What you should do:
Take every line in the entries that includes the word "blurred" and copy it.

Source records:

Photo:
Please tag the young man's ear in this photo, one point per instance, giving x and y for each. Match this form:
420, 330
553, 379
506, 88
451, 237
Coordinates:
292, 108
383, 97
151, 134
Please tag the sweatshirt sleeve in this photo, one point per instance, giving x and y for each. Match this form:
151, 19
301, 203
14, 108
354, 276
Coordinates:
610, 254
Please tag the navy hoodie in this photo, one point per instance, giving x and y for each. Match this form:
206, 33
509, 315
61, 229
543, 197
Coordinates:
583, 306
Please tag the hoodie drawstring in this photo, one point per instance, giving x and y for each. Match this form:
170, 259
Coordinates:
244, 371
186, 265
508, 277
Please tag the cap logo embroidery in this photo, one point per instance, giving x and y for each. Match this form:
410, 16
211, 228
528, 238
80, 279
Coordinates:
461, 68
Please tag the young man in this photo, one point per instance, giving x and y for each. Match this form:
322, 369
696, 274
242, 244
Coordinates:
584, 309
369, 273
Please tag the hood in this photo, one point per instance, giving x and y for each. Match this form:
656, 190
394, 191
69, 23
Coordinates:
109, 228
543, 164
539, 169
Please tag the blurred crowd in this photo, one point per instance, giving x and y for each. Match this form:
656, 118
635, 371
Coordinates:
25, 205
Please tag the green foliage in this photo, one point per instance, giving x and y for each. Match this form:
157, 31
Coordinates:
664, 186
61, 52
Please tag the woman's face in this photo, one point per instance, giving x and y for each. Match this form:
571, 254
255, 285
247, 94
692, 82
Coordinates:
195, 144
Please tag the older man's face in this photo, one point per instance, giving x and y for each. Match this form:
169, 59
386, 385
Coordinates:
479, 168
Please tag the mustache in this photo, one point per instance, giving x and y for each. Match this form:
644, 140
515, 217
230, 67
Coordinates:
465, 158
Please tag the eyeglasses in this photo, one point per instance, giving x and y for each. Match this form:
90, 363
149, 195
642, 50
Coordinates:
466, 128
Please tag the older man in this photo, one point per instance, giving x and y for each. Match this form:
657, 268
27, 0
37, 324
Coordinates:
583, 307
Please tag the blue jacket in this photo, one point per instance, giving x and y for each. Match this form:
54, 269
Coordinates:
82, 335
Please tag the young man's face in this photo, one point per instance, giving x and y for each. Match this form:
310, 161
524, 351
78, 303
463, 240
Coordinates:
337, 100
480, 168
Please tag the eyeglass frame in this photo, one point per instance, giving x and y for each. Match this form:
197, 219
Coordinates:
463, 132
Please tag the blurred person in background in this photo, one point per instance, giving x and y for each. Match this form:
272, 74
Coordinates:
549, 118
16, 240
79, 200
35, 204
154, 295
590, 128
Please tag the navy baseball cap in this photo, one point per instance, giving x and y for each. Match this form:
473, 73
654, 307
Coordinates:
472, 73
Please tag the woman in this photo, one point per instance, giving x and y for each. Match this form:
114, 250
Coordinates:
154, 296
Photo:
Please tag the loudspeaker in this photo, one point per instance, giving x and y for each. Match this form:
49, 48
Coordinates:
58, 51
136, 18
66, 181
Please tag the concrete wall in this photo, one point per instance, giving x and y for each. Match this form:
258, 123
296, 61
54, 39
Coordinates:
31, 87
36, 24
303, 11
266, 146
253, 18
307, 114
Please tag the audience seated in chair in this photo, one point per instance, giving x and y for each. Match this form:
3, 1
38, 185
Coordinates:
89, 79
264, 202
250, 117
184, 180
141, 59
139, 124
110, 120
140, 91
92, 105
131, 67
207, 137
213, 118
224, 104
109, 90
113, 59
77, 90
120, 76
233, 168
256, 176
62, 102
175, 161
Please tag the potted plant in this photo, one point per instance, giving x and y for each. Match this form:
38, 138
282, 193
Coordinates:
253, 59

Written response:
Please tag the blurred crowd in this photo, one point per instance, giving x and y for each. Match this form:
Please tag the blurred person in background in this photo, one point per instance, giving x and y for each. Match this form:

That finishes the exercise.